YOUR OBJECTIVE ▸ Please show every line in the rows below that contains the word "ground", copying each one in full. Case counts.

MATERIAL SUPPLIED ▸
++++++++

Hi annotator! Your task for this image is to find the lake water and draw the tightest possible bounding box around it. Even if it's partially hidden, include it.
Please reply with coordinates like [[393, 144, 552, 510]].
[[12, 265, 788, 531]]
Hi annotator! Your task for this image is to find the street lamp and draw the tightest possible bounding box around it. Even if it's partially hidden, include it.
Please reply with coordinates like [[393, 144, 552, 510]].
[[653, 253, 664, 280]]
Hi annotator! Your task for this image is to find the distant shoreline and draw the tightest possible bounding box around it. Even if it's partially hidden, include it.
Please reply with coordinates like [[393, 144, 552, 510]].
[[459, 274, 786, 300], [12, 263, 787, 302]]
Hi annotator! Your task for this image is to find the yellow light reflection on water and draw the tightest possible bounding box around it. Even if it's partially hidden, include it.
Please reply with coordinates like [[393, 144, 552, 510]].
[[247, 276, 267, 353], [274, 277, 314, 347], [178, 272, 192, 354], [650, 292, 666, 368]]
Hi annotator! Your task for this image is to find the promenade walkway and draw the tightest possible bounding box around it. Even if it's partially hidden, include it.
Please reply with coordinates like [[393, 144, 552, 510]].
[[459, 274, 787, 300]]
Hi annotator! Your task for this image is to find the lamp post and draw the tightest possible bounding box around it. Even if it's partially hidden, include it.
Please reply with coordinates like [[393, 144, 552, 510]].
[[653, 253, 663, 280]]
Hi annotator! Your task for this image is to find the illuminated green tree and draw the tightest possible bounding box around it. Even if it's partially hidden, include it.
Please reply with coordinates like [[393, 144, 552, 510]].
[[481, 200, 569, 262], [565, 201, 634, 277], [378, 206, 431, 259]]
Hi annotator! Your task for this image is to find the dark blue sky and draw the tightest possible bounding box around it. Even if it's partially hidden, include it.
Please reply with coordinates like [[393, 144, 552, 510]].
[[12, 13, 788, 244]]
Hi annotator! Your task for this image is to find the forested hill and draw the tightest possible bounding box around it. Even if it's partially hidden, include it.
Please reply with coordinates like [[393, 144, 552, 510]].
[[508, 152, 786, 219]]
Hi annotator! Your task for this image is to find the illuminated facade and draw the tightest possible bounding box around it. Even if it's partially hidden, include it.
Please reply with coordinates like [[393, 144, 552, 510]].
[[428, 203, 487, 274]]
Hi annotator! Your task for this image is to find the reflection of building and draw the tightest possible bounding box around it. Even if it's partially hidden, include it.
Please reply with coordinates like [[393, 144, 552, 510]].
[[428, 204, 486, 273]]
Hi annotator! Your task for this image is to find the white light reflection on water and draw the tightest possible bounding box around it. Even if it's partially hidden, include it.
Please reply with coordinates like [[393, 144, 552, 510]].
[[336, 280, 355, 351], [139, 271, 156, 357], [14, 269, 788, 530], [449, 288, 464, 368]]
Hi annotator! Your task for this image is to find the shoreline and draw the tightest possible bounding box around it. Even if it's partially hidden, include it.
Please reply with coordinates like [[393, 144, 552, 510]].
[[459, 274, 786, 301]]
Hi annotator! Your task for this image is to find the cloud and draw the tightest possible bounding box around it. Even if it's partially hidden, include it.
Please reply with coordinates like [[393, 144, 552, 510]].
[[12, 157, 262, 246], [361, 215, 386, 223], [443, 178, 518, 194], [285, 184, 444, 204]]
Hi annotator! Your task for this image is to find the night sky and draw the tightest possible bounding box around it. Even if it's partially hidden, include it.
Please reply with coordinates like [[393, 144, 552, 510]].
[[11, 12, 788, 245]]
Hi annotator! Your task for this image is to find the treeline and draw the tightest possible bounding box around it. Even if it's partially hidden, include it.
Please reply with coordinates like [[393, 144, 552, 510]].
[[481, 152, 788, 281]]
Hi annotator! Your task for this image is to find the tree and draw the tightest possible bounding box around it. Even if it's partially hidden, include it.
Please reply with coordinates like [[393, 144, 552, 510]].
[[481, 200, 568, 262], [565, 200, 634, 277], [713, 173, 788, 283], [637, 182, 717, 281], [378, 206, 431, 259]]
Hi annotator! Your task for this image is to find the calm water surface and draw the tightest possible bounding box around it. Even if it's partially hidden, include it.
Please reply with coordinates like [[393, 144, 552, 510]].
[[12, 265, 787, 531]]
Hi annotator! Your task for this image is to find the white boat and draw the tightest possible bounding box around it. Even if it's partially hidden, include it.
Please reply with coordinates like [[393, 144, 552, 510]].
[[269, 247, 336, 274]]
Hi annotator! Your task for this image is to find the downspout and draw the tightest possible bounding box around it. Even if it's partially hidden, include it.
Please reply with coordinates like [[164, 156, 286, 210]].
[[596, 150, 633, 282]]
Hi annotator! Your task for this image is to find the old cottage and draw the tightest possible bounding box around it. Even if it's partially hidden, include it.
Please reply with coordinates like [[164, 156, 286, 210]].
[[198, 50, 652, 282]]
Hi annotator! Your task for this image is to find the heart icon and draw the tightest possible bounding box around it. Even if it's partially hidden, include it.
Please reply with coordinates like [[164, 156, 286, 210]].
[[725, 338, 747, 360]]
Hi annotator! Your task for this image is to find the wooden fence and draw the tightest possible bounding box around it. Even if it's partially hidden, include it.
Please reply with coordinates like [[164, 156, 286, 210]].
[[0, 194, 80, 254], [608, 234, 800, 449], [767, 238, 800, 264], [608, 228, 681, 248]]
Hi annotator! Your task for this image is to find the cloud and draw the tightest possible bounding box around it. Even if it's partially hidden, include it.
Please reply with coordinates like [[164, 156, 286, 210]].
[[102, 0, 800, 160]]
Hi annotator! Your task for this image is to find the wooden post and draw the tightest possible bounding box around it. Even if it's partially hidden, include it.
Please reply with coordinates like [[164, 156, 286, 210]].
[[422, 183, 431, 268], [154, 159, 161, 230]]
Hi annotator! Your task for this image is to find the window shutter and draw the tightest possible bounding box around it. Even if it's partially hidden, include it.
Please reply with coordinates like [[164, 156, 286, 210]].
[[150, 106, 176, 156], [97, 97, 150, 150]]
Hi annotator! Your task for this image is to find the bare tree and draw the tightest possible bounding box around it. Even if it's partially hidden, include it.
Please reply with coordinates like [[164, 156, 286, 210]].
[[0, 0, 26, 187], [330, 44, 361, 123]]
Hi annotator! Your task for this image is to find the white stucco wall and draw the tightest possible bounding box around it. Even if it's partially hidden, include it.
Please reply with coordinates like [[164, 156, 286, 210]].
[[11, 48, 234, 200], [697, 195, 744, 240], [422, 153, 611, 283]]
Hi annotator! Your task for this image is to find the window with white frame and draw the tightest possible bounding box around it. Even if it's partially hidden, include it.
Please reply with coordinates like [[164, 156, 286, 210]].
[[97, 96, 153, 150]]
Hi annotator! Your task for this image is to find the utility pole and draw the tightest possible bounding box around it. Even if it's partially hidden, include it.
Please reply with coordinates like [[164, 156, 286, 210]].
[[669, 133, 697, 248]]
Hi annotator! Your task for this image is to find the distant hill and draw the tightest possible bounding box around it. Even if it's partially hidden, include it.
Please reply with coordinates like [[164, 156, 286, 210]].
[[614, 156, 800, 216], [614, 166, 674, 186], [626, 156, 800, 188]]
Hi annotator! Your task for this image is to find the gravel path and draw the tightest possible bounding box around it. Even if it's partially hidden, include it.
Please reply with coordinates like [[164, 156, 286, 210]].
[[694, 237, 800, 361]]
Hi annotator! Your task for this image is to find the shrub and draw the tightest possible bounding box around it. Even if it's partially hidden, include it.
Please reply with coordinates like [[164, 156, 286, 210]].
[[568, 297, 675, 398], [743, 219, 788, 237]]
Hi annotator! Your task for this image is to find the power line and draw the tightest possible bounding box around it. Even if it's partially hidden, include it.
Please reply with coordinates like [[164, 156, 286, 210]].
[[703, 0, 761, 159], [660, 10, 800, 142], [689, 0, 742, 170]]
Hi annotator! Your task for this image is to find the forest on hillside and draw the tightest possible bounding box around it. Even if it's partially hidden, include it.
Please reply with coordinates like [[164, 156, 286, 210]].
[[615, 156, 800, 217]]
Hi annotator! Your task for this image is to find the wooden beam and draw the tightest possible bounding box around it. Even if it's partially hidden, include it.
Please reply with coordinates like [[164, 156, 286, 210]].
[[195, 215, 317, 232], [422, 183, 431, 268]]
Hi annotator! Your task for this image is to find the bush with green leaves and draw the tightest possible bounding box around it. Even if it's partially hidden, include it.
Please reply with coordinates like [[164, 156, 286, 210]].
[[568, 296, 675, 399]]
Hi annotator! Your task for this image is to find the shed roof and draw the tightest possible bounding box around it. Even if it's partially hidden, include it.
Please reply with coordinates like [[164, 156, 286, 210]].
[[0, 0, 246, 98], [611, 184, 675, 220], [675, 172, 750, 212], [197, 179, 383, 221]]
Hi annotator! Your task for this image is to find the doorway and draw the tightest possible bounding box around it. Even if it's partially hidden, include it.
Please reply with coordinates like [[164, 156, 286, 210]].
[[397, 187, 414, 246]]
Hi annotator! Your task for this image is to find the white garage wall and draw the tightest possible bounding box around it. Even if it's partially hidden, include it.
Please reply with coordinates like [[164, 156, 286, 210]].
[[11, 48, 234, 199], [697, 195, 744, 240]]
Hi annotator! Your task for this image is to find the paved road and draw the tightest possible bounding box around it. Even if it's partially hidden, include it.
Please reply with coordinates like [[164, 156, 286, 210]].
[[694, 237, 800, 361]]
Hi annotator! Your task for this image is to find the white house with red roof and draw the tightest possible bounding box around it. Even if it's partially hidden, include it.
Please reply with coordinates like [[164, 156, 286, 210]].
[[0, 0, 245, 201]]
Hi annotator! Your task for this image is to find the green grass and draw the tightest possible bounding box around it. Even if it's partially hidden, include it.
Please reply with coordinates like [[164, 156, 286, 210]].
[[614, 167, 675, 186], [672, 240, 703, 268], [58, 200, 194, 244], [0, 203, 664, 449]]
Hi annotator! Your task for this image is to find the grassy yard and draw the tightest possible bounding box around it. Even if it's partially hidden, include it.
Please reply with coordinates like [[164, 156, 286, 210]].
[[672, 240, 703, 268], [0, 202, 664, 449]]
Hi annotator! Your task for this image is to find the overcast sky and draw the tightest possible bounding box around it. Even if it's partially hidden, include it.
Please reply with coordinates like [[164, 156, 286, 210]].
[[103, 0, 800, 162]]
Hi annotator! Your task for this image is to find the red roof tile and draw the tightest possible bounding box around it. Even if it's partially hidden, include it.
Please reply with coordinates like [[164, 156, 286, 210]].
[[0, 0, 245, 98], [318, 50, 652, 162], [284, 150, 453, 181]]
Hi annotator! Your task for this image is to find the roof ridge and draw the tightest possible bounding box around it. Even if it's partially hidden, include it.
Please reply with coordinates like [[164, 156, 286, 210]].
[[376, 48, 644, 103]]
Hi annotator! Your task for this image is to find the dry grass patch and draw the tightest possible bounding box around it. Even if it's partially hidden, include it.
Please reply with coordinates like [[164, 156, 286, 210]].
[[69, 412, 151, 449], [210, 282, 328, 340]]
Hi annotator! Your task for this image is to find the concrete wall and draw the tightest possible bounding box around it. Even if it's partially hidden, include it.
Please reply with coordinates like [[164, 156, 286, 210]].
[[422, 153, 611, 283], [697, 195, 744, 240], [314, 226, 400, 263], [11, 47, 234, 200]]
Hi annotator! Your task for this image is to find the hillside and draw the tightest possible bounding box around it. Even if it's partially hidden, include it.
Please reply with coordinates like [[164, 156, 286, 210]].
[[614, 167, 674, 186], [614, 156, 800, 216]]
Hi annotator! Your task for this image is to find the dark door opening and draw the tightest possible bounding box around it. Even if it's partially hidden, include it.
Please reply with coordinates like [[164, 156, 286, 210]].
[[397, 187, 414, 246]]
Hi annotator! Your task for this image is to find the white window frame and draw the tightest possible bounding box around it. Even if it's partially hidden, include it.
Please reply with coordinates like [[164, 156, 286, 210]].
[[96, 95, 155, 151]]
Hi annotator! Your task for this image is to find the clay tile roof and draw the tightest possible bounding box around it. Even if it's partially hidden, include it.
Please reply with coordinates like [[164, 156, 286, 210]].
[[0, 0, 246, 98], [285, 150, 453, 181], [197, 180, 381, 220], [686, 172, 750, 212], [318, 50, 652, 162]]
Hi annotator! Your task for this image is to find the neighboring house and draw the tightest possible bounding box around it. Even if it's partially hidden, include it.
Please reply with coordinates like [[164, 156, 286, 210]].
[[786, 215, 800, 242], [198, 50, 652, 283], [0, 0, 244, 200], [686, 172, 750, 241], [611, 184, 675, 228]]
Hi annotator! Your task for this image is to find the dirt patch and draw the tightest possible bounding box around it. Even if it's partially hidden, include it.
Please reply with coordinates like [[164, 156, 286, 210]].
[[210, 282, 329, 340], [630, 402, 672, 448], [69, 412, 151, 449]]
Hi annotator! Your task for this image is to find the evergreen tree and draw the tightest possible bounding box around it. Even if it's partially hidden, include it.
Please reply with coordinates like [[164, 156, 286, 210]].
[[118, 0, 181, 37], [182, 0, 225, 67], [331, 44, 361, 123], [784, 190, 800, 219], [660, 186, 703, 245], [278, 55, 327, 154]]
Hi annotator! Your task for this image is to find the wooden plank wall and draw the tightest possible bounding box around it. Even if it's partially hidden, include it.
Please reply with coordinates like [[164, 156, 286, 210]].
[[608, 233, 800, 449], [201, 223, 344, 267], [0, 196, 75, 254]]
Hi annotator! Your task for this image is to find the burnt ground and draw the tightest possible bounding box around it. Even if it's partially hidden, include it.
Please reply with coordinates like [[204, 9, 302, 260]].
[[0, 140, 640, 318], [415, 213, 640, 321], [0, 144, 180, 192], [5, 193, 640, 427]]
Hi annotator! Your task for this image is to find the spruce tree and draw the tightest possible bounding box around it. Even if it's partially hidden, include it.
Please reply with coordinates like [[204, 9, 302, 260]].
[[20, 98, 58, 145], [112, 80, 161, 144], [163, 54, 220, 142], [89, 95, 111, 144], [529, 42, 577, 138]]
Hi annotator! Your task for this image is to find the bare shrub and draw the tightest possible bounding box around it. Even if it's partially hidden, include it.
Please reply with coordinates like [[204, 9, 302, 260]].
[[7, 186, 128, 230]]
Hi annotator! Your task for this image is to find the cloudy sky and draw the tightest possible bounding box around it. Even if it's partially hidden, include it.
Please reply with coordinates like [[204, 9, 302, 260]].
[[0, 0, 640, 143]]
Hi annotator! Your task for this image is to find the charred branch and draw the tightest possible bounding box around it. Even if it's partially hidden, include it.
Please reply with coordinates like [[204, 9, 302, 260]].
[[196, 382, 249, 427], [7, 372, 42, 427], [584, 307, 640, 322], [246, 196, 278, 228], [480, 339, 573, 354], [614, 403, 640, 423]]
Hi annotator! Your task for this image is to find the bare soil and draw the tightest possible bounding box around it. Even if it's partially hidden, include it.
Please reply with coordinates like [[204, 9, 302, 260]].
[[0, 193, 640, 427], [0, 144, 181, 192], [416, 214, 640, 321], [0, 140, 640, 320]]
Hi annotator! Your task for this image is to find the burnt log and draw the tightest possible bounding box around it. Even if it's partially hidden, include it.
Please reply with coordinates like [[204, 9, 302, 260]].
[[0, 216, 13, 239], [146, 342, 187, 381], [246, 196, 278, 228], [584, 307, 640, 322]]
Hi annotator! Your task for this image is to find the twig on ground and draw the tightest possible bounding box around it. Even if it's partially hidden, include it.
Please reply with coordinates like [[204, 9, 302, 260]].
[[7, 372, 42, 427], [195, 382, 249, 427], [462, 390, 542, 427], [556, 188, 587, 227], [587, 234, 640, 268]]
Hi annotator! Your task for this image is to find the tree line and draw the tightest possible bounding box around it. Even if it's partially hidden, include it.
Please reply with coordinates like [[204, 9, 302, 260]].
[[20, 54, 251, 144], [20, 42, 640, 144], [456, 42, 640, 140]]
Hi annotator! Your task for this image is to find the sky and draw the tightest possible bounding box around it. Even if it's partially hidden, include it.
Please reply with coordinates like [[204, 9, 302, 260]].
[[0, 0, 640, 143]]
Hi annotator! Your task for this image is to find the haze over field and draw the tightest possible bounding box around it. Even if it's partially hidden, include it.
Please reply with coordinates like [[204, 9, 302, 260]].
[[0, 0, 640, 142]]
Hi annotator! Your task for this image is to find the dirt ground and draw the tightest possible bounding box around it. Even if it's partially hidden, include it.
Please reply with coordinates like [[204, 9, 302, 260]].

++++++++

RESPONSE ▸
Hi annotator! Your task for this image is to find the burnt ground and draw the tightest possible bounding box around it. Even if it's partially hidden, include it.
Hi annotator! Your task for this image is to find the twig on ground and draw the tightest possible bounding box around it. Even if it's partially hidden, include it.
Hi annotator! Your task for this image is to find the dirt ground and draw the tightest possible bounding box around it. Even if it's partially hidden, include it.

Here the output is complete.